GOAL: Please report each line in the material below that contains the word "above".

MATERIAL FOR THE TASK:
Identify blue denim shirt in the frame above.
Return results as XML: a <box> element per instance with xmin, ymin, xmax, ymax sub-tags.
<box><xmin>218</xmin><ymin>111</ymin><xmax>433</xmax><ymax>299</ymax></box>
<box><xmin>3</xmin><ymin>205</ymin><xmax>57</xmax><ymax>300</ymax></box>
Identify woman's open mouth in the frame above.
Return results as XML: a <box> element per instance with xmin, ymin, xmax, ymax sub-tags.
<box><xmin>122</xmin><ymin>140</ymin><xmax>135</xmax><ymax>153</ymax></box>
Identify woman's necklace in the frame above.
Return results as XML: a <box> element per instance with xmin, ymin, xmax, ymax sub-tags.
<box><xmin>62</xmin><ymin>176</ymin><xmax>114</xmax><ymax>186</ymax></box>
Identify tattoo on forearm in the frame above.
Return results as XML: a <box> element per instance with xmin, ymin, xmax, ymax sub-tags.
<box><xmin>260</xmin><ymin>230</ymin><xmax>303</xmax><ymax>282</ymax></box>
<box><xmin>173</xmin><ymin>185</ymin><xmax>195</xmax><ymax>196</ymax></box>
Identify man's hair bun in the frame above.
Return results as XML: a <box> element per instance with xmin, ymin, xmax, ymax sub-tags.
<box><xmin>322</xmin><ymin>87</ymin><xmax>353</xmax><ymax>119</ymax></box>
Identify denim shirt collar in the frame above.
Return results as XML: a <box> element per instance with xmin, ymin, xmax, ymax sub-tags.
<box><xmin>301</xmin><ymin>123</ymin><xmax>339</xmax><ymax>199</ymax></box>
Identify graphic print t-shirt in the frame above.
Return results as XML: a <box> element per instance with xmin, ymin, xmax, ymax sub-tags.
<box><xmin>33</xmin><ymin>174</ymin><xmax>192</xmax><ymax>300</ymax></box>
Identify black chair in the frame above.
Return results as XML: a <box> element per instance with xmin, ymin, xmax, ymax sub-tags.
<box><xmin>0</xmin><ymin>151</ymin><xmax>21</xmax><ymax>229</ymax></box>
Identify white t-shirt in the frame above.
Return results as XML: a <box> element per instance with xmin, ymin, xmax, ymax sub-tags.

FINAL ANSWER:
Identify blue denim shirt in the frame above.
Identify woman's open mouth in the frame above.
Identify woman's necklace in the frame above.
Identify tattoo on forearm in the frame above.
Identify man's hair bun in the frame above.
Identify denim shirt collar in the frame above.
Identify graphic print t-shirt in the frame above.
Identify black chair in the frame above.
Identify white t-shirt in the frame above.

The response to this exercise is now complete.